[Dataset entries]

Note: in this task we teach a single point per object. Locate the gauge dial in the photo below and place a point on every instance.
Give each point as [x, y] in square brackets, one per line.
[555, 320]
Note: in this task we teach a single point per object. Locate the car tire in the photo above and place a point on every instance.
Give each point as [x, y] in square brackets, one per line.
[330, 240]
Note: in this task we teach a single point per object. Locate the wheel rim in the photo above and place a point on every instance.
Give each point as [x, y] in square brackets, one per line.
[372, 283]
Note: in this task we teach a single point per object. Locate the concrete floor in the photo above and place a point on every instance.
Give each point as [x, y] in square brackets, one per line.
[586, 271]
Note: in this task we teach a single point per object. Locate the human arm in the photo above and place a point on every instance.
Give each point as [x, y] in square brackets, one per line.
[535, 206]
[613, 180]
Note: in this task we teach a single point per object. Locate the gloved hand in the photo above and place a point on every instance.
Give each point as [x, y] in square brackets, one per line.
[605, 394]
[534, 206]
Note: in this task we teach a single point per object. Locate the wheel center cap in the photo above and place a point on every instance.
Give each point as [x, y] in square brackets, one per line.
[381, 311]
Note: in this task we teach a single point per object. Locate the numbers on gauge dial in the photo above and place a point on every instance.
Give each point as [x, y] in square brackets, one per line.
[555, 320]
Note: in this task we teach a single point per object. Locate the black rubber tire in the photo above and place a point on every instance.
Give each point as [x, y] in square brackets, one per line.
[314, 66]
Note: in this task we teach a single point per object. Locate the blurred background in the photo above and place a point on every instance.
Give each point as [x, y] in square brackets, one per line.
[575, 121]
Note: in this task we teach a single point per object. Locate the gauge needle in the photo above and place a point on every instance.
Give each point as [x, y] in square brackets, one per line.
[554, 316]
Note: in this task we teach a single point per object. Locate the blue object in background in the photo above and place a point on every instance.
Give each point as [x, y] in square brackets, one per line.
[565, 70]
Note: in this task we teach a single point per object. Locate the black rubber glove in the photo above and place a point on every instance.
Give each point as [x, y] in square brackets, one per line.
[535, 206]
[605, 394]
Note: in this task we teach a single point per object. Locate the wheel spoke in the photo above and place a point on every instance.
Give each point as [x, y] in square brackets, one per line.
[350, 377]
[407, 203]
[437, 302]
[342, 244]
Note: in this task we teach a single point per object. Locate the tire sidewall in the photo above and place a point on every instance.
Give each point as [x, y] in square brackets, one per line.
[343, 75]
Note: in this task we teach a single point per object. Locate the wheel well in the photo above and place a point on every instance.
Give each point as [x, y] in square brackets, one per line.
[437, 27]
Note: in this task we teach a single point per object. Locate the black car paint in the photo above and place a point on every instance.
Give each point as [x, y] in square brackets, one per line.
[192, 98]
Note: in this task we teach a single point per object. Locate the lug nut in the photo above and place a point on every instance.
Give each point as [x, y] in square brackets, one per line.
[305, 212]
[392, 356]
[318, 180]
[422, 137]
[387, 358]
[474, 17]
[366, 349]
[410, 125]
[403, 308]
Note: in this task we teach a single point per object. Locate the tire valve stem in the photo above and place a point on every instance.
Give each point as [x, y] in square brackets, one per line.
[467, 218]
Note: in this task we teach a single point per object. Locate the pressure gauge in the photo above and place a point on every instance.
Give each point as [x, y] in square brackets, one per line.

Action item: Return each line of the records above in which the word "wheel" occurs.

Result for this exercise:
Note: in this task we teach a single point per object. Locate the wheel rim in the photo above and place a point on every instance.
Note: in this task we teach a single point per object. Locate the wheel center cap in the photo above and place a point on every instance.
Note: in this task we teach a single point per object. Locate the wheel spoke in the photo above and place a point on every instance.
Note: in this task we teach a single point per object. Locate the wheel well in the photo above and place a point on every instance.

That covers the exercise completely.